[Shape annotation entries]
════════════════
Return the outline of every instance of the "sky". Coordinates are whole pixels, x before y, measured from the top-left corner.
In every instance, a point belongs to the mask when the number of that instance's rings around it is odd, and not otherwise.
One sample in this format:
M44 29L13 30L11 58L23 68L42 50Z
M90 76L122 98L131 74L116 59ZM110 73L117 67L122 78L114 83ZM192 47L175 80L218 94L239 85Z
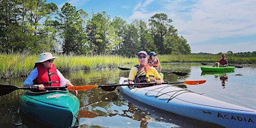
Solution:
M66 2L89 14L105 11L131 23L165 13L191 53L256 51L256 0L47 0Z

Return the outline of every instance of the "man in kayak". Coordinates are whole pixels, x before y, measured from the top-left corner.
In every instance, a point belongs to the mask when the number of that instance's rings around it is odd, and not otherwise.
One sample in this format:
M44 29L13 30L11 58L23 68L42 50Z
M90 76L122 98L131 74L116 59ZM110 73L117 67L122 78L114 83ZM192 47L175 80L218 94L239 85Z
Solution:
M156 54L154 52L150 52L149 53L149 58L147 60L147 64L150 66L153 66L156 70L158 68L158 71L161 72L161 65L160 63L159 59L156 57Z
M161 78L155 68L147 65L149 59L146 52L141 51L137 53L138 60L140 65L132 67L128 77L128 82L130 84L134 83L154 82L156 85L161 85L164 80ZM136 86L136 87L146 86L142 85ZM129 86L130 88L134 87Z
M39 60L35 62L34 70L24 81L23 87L38 87L40 90L46 91L45 86L73 86L53 63L54 59L57 58L48 52L40 54ZM77 93L77 91L73 92L76 96Z
M213 65L213 67L217 66L217 67L225 67L228 66L228 58L227 58L225 56L224 54L221 55L221 58L219 61L219 62L215 62Z

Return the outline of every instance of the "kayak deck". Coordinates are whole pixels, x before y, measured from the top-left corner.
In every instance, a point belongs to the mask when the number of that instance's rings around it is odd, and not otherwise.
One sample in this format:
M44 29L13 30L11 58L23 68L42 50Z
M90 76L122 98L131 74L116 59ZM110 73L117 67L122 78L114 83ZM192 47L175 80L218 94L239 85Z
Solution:
M121 77L120 84L126 83ZM168 85L120 91L146 104L180 115L226 127L255 127L256 110L229 104Z
M27 91L19 99L21 111L53 127L69 127L77 121L80 101L68 91L33 92Z
M201 67L201 70L203 72L234 71L235 71L235 67L233 67L233 66L226 66L226 67Z

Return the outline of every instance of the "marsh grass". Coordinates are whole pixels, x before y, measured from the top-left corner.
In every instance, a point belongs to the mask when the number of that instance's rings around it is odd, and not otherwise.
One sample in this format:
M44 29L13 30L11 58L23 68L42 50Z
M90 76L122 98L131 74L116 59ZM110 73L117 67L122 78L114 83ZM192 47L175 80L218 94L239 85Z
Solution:
M139 63L137 58L127 58L115 55L75 56L72 54L53 55L58 57L54 63L62 72L77 70L111 70L117 67L127 67ZM157 55L161 63L209 62L214 63L220 58L220 55ZM230 63L254 64L255 57L242 57L227 55ZM8 55L0 53L0 78L9 78L27 76L33 69L38 55L29 55L29 51Z

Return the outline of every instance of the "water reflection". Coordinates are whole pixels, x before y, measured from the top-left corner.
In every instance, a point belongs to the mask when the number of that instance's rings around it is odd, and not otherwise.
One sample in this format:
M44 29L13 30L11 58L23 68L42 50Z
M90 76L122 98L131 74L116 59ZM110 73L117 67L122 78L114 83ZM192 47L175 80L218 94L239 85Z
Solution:
M177 86L188 88L196 92L205 93L205 95L214 99L225 102L231 101L255 109L255 91L253 91L255 90L256 83L255 68L236 69L237 73L245 75L243 77L233 76L234 75L231 72L227 73L227 76L224 77L221 77L224 75L220 75L215 78L213 75L202 75L200 63L198 65L191 63L163 63L161 66L163 71L188 73L184 76L165 73L165 81L206 79L207 82L204 85L189 86L179 84ZM132 66L126 67L130 68ZM129 71L121 71L116 68L107 71L78 71L63 73L63 75L75 85L105 85L117 83L120 76L128 77L129 73ZM203 77L203 76L206 76ZM23 78L9 81L0 80L0 83L21 87L23 81ZM224 86L222 86L223 82ZM220 86L226 88L220 90ZM141 102L134 102L120 94L118 88L117 87L112 92L105 91L101 88L78 92L77 97L80 101L81 127L139 127L141 125L145 127L205 127L209 126L204 122L184 118L150 106L145 106L143 104L141 105ZM18 100L23 92L22 90L16 90L0 97L0 127L26 127L24 125L14 125L19 120ZM227 95L228 92L229 95ZM223 99L223 96L228 98Z
M234 71L232 72L202 72L201 76L204 75L213 75L215 78L219 78L221 82L221 85L223 88L225 88L226 82L228 82L228 73L232 73Z

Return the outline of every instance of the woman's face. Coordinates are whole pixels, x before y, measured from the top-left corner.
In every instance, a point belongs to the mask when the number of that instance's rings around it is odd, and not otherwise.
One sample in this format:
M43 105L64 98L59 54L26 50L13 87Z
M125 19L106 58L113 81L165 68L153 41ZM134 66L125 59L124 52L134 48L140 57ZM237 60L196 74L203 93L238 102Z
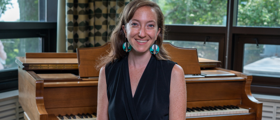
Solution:
M158 28L155 12L151 8L146 6L136 10L126 28L122 25L125 37L132 49L140 53L149 52L150 47L160 32L160 28Z

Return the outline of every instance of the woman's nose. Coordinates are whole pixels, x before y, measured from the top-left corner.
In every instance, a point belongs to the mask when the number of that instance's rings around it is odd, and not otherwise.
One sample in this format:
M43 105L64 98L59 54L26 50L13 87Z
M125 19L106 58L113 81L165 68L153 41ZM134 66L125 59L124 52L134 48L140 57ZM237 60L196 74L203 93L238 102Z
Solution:
M138 35L142 38L146 37L147 35L147 33L145 27L141 27Z

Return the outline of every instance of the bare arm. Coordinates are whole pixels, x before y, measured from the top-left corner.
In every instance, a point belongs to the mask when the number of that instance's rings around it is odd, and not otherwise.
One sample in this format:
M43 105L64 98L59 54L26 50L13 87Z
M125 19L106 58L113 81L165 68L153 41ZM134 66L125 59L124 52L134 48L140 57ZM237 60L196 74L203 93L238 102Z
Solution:
M169 119L185 120L187 89L184 71L176 64L172 69L169 94Z
M109 119L108 113L109 102L107 97L107 87L105 66L104 66L100 70L98 79L97 120Z

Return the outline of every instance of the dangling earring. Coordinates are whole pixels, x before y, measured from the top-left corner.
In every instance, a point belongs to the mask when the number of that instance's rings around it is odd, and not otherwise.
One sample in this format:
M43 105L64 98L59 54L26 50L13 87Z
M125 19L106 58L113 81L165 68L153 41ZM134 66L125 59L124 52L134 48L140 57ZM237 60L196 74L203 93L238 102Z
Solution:
M156 43L157 43L156 40L155 42ZM154 55L158 53L159 51L159 47L155 43L154 43L154 44L150 48L150 52Z
M126 40L126 38L125 38L125 41L126 42L126 40ZM122 45L122 48L123 49L123 50L125 51L126 52L131 50L132 48L131 45L130 45L130 44L129 44L129 42L125 42L125 43Z

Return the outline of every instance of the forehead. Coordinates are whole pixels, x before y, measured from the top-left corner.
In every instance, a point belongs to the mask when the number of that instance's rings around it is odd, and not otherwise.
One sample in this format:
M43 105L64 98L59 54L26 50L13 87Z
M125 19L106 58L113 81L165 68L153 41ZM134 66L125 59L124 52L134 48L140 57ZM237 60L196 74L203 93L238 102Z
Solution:
M130 21L134 19L143 21L153 20L156 22L157 18L156 12L153 8L144 6L136 10Z

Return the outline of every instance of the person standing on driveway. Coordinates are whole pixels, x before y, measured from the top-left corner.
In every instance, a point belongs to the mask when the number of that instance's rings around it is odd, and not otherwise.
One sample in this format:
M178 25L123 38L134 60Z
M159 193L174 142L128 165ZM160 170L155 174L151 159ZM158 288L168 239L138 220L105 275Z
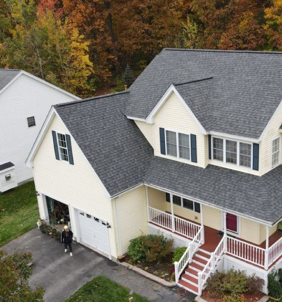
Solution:
M72 247L72 240L73 240L73 232L68 229L67 225L63 227L63 231L61 234L61 242L64 245L64 252L67 252L67 246L69 249L69 255L73 256L73 248Z

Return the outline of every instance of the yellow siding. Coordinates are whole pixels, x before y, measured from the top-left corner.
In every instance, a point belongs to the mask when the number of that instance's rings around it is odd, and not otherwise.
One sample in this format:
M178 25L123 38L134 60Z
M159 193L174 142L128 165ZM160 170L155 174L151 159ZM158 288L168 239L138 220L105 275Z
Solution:
M36 190L41 195L49 196L70 206L72 227L75 237L78 233L73 207L112 225L111 200L102 182L73 139L72 145L75 165L55 159L52 130L70 134L60 119L55 117L33 161ZM42 207L40 202L39 204ZM113 229L108 230L111 252L116 257Z
M142 186L121 195L116 201L117 219L122 251L120 253L119 239L117 237L118 254L127 252L129 241L148 232L145 187ZM117 217L115 219L116 223ZM117 225L116 225L117 229ZM118 232L117 232L118 234Z
M166 193L163 191L148 188L148 199L150 206L163 211L167 210L166 204L169 203L166 201Z
M161 154L160 146L160 127L176 131L186 132L197 136L197 161L178 159ZM182 163L204 168L204 135L200 133L199 126L194 118L188 112L176 95L173 93L165 102L155 117L155 154Z
M270 120L265 128L259 146L259 172L263 175L272 169L272 141L278 137L280 137L281 145L281 134L279 128L282 123L282 106L280 106ZM280 146L281 149L281 145ZM282 153L280 152L280 154ZM280 163L281 163L281 159Z
M136 120L134 121L151 145L154 148L154 125L153 124L148 124L146 122L141 122Z
M202 207L204 225L207 225L216 230L222 230L222 211L206 205L203 205Z

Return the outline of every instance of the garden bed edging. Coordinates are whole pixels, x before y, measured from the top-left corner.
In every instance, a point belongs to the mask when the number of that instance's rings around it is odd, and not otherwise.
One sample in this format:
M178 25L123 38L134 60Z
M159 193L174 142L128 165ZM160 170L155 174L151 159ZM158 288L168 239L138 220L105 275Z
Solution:
M134 265L132 265L127 262L118 262L118 264L121 266L125 267L127 269L130 269L130 270L132 270L148 279L154 281L164 286L166 286L167 287L174 287L176 285L175 282L169 282L168 281L166 281L165 280L160 278L160 277L157 277L153 274L148 273L142 269L136 267Z

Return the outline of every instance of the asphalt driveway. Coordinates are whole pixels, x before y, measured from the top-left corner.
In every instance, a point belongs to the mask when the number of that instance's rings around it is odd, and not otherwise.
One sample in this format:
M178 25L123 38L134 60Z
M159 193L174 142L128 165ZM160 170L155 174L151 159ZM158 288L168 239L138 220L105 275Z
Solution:
M83 246L74 243L74 256L64 252L63 246L37 229L34 229L4 248L8 253L15 249L30 252L34 267L30 279L32 288L45 288L45 302L61 302L95 276L102 275L126 286L152 301L190 301L195 295L185 297L176 289L169 289L128 270Z

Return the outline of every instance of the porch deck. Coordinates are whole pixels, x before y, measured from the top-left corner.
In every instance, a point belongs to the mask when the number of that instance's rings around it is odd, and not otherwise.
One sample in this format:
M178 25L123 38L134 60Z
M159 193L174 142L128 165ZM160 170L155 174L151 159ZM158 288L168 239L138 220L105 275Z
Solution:
M200 224L195 221L174 215L175 230L172 230L171 214L160 212L158 211L156 215L151 214L149 222L184 238L193 239L200 227ZM218 235L218 230L206 225L204 225L204 243L200 246L200 249L212 253L218 247L222 237ZM275 232L269 237L269 248L266 249L266 241L260 245L256 245L238 239L235 236L228 235L225 253L252 265L268 269L282 257L281 238L282 233ZM267 260L266 263L265 259Z

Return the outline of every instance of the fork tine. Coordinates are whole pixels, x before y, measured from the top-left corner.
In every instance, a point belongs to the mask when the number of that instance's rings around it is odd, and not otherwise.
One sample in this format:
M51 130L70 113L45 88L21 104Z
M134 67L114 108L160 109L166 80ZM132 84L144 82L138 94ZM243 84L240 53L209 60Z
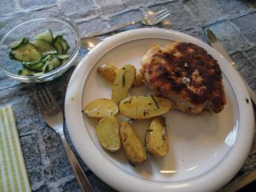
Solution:
M163 9L163 10L159 10L159 11L154 13L154 15L155 15L155 16L158 16L158 14L165 12L166 10L167 10L167 9Z
M46 91L45 90L45 89L42 89L42 90L41 90L41 92L42 93L49 108L50 108L50 106L52 105L52 102L50 101L50 97L47 95Z
M45 113L47 108L46 107L43 100L42 100L42 98L40 97L39 90L34 92L34 96L39 106L39 110L42 113Z
M164 12L164 13L158 15L158 16L156 16L156 18L157 18L157 19L159 20L161 18L162 18L162 17L166 17L166 17L168 17L170 14L170 13L167 10L167 11L166 11L166 12ZM167 16L166 16L166 15L167 15Z
M47 91L48 95L50 96L50 98L52 103L55 106L55 107L59 108L58 103L58 102L56 101L56 99L54 98L54 95L52 94L52 93L50 91L50 90L49 90L47 87L46 87L46 91Z

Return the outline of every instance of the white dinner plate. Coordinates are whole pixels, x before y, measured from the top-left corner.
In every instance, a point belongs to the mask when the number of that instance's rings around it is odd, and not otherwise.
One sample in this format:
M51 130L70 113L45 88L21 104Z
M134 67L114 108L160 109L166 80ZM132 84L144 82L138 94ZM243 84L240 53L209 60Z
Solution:
M142 56L154 45L188 42L204 48L222 70L227 104L220 114L190 115L177 110L165 114L170 150L164 158L148 155L132 166L123 150L110 153L98 141L97 119L82 112L98 98L111 98L111 84L98 73L103 64L140 68ZM131 95L148 95L149 88L132 88ZM106 38L82 59L70 80L65 102L68 131L90 169L119 191L214 191L239 170L250 150L254 115L245 85L230 64L203 42L170 30L139 29ZM142 139L150 120L134 121Z

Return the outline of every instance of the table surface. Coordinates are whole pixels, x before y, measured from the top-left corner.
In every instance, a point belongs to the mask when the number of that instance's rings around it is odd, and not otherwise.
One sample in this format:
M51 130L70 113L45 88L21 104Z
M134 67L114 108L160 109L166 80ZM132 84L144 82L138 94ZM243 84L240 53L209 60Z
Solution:
M143 11L168 9L171 16L166 25L154 27L172 29L193 35L204 42L206 29L210 28L222 40L225 48L250 87L256 91L256 2L253 0L0 0L0 27L8 15L28 10L54 10L71 18L82 35L118 23L138 20ZM4 6L3 6L4 5ZM170 25L171 23L171 25ZM145 27L126 27L118 32ZM0 37L1 38L1 37ZM87 54L81 49L76 62ZM38 115L33 91L47 86L54 92L62 110L72 66L53 82L36 85L12 80L0 71L0 106L13 105L33 191L80 191L72 173L61 139ZM255 111L254 111L255 112ZM65 125L66 136L75 151ZM95 191L115 191L95 176L79 158ZM64 168L63 168L64 167ZM235 177L256 170L256 139Z

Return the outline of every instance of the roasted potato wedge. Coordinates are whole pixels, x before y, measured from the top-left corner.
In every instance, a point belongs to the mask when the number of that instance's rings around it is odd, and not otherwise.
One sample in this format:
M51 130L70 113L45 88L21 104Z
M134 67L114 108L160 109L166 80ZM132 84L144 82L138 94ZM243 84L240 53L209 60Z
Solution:
M146 148L153 155L163 157L169 149L168 134L165 119L154 118L146 133Z
M97 68L97 72L110 82L114 82L118 70L118 68L112 65L103 65ZM141 86L143 83L142 74L139 71L136 70L133 86Z
M102 118L118 113L118 105L110 99L98 98L87 104L83 112L89 117Z
M136 70L135 77L133 82L133 86L141 86L144 83L142 74Z
M158 97L132 96L119 103L122 115L134 119L145 119L166 113L171 109L170 100Z
M135 76L135 67L127 64L120 68L113 84L111 98L116 103L120 102L128 96L128 90L133 84Z
M117 151L121 146L118 121L114 116L102 118L96 127L97 136L102 146L110 151Z
M118 68L112 65L103 65L97 68L97 72L106 80L114 82Z
M146 160L146 148L134 128L127 122L122 122L120 136L127 158L133 163L140 163Z

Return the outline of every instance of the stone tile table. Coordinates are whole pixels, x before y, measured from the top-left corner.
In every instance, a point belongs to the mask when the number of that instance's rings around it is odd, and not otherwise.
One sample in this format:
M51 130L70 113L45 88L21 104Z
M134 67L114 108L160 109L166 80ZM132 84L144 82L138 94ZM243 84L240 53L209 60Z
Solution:
M163 8L171 12L162 27L178 30L204 42L206 29L210 28L223 42L236 62L238 70L256 91L256 2L253 0L0 0L0 27L8 16L29 10L54 10L63 13L78 25L82 35L130 20L138 20L143 11ZM169 24L168 24L169 23ZM145 27L126 27L118 32ZM105 35L103 37L106 37ZM1 38L1 37L0 37ZM77 59L87 54L81 49ZM0 58L1 62L1 58ZM0 106L11 104L17 119L22 148L33 191L80 191L58 136L38 115L33 90L47 86L64 110L65 94L75 66L53 82L30 85L21 83L0 71ZM72 149L72 142L66 136ZM115 191L82 165L95 191ZM256 170L256 139L235 178ZM139 189L138 189L139 190Z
════════════════
> [REQUIRED WORK]:
Rewrite the material from its start through the line containing "M66 2L89 14L105", with "outline" changed to "contour" and nothing else altered. Leave the pictures out of your answer.

> [RESULT FOR THIS TASK]:
Return the contour of every instance of the "sky". Coordinates are whole pixels, x before y, measured from the top-left corner.
In every instance, a point belongs to the mask when the number of that instance's rings around it is odd, and not otherwise.
One sample in this format:
M44 29L13 30L11 58L23 68L42 50Z
M90 76L122 98L131 74L116 59ZM110 73L117 67L122 78L114 83ZM192 47L175 80L218 94L239 85Z
Solution:
M66 2L89 14L105 11L131 23L165 13L191 53L256 51L256 0L47 0Z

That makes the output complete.